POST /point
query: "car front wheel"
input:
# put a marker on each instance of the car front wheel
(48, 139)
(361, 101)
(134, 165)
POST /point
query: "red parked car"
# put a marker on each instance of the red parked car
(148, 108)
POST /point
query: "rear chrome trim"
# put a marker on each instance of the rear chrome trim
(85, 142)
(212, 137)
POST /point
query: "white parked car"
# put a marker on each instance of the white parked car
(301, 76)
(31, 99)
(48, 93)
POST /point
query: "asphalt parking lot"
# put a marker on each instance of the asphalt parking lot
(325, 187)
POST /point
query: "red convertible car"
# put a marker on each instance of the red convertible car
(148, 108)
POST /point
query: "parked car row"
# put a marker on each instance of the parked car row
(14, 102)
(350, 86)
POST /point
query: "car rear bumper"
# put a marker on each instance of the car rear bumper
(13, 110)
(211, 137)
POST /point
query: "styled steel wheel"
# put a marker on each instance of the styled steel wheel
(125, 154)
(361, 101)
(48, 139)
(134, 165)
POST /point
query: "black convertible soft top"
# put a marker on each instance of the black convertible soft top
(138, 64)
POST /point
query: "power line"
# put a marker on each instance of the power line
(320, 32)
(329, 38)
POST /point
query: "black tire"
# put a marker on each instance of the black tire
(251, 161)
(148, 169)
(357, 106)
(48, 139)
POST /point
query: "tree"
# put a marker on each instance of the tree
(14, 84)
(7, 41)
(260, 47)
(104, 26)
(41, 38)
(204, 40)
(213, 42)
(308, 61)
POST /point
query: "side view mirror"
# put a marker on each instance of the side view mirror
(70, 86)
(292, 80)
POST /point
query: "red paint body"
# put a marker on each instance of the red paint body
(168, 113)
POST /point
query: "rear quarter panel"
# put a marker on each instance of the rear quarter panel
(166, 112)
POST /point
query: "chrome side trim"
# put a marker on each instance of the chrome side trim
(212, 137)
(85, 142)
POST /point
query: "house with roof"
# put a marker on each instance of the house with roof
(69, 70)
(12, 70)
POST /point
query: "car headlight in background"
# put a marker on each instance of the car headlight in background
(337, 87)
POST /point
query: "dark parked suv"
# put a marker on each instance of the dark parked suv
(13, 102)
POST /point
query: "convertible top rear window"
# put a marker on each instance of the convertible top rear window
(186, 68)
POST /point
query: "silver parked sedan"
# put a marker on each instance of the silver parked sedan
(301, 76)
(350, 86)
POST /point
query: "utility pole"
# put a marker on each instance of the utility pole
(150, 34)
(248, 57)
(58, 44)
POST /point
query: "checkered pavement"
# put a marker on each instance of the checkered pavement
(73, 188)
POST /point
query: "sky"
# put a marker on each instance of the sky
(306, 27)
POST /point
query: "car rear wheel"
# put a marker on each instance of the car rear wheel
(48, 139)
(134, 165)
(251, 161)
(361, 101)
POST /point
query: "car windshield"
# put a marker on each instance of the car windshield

→ **TASK PROMPT**: Word for word, print every line above.

→ **SOLVED EXERCISE**:
POST /point
query: "car front wheel"
input:
# put a marker on each instance of the car front wheel
(48, 139)
(361, 101)
(134, 165)
POST /point
query: "red parked car"
# put a marker on each instance of the red parked car
(148, 108)
POST /point
query: "rear chrome trim"
# put a marker on each instance of the rear chrome trim
(85, 142)
(212, 137)
POST /point
query: "white parked car"
# put a marker on each instance of the white parked car
(301, 76)
(31, 99)
(48, 93)
POST /point
query: "asphalt parking lot"
# put a marker on each instance of the asphalt parking lot
(325, 187)
POST /point
query: "red convertible car"
# put a marker on each instance of the red convertible car
(148, 108)
POST /point
query: "parked car row"
# put a marker on each instance of the parked car row
(14, 102)
(350, 86)
POST /point
query: "car rear bumper"
# put a marker on each instance of the car rear bumper
(13, 110)
(211, 137)
POST /point
query: "styled steel wheel"
# put a marker on each instance of the styled steel wheel
(125, 154)
(361, 101)
(48, 139)
(134, 165)
POST /point
query: "black convertible soft top"
# put a marker on each instance of the black convertible soft top
(138, 64)
POST /point
query: "power line"
# put a marker on each instance of the power line
(320, 32)
(329, 38)
POST /point
query: "black tire"
# put a marker on each instance of the black tire
(251, 161)
(148, 169)
(357, 106)
(48, 139)
POST /point
query: "tree"
# put a marker on each instance of the tree
(14, 84)
(7, 41)
(260, 47)
(104, 26)
(41, 38)
(204, 40)
(213, 42)
(308, 61)
POST /point
query: "side view mirror"
# put a marker on each instance of the side view mirror
(70, 86)
(292, 80)
POST /point
query: "red paint body"
# put a marker on each instance of the red paint body
(168, 113)
POST /point
query: "rear quarter panel"
# put a marker on each instance of the rear quarter panel
(166, 112)
POST /point
query: "chrome side trim"
# put a marker on each instance of the chrome side trim
(212, 137)
(85, 142)
POST /point
query: "house with roof"
# put a marker on each instance of the house with roof
(69, 70)
(12, 70)
POST /point
query: "car headlight in background"
# put a marker on each instance of the car headlight in background
(337, 87)
POST /point
query: "dark parked suv"
# put a marker on each instance of the dark parked suv
(13, 102)
POST /point
query: "convertible top rear window"
# put a marker on each instance of the convertible top rear window
(186, 68)
POST /point
query: "silver parked sedan"
# put a marker on each instance of the silver parked sedan
(301, 76)
(350, 86)
POST /point
query: "utility pole"
# put a marker on each instance of the utility pole
(150, 34)
(248, 57)
(58, 44)
POST /point
query: "checkered pavement"
# put a marker on each instance of the checkered pavement
(73, 188)
POST /point
query: "sky"
# put a marker on each instance of the sky
(306, 27)
POST /point
query: "car rear wheel"
# put a marker on each instance of the car rear wheel
(48, 139)
(134, 165)
(251, 161)
(361, 101)
POST /point
query: "car windshield"
# put a marker on each instance of the car windshield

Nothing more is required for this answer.